> [What the task requires] Render every line of the listing below as a numbered list, leaving out any blank lines.

━━━━━━━━━━━━━━━━

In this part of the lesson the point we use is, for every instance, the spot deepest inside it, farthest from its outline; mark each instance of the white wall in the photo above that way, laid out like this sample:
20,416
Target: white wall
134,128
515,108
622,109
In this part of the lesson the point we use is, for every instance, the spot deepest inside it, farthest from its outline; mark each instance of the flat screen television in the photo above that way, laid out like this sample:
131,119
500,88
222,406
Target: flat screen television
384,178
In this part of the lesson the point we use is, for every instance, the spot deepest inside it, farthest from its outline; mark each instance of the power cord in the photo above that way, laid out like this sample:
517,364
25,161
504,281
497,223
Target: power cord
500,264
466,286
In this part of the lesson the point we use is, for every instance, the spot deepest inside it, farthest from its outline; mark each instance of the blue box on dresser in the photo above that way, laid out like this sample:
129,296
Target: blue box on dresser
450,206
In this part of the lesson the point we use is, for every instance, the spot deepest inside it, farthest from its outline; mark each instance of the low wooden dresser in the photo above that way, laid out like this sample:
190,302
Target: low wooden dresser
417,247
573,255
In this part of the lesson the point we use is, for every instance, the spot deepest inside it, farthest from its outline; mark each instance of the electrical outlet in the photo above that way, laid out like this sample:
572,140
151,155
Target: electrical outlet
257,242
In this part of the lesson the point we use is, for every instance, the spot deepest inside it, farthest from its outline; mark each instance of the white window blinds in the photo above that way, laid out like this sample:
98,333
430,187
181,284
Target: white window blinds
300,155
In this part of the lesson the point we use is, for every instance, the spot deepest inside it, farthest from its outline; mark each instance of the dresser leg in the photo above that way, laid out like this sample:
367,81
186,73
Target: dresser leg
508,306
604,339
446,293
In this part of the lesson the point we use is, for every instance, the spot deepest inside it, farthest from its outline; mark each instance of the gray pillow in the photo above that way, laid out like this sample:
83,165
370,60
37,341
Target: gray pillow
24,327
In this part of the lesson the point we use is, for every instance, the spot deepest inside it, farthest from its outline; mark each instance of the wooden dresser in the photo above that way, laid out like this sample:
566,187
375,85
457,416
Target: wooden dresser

━━━━━━━━━━━━━━━━

> [Answer for the task]
1. In this part of the lesson the point we use is, for every instance, the spot deepest inside it, farthest from its outline; mark each instance of the white wall in the photo above that way, laid out like this sample:
2. 20,416
3. Target: white wall
4. 134,128
5. 515,108
6. 622,109
7. In this part of the lesson the point we use is, for every instance, the spot deepest inside it, farthest from its outline; mark each instance of the flat screen television in the photo above that way, laid out like this sample:
8. 131,119
9. 500,88
10. 222,406
11. Target: flat screen television
12. 384,178
13. In this part of the lesson the point we use is, for every instance, the spot deepest inside it, farthest from its outline; mark each instance of the power cord in the photo above that way, laid out like this sample:
14. 517,364
15. 25,161
16. 504,281
17. 497,223
18. Target: power cord
19. 500,264
20. 466,286
21. In this part of the lesson the point we use is, for every instance, the spot deepest inside it, farthest from its outline; mark each instance of the blue box on dresser in the photo above that way, laid out like this sample:
22. 129,296
23. Target: blue box on dresser
24. 450,206
25. In this part of the lesson the point we use is, for every instance, the spot deepest inside it, farthest from its outline; mark each instance of the low wooden dresser in the photo above that way, laid out like this sample:
26. 190,302
27. Target: low wooden dresser
28. 417,247
29. 573,255
30. In this part of the lesson the point we use is, for every instance, the spot deepest inside it, farthest from its outline; mark each instance of the electrical outlet in the photo above that way, laid out like this sample:
31. 572,140
32. 151,155
33. Target: electrical outlet
34. 257,242
35. In this part of the lesson the point we use is, for every instance, the spot deepest inside it, farthest from its outline; mark each instance of the white window blinds in the photo above that way, laid out like this sample:
36. 98,333
37. 430,187
38. 181,284
39. Target: white window blinds
40. 300,155
41. In this part of the lesson the point we use is, for every instance, the spot deepest inside it, farthest from its outline; mark each instance of the dresser leg in the photo above that way, laid out like this sample:
42. 367,81
43. 186,73
44. Target: dresser leg
45. 508,306
46. 604,339
47. 446,293
48. In this part of the lesson the point we use is, for every instance, the spot deepest inside it, farthest from its outline; mark each instance of the gray pillow in the photo above that way, laid out like this sample:
49. 83,165
50. 370,60
51. 37,341
52. Target: gray pillow
53. 24,327
54. In this part of the lesson the point we use is, for every instance, the spot deepest inside it, farthest from its outline; mark each instance of the wooden dresser in the photo above that way, laid out like this sample:
55. 566,187
56. 375,85
57. 457,416
58. Target: wooden dresser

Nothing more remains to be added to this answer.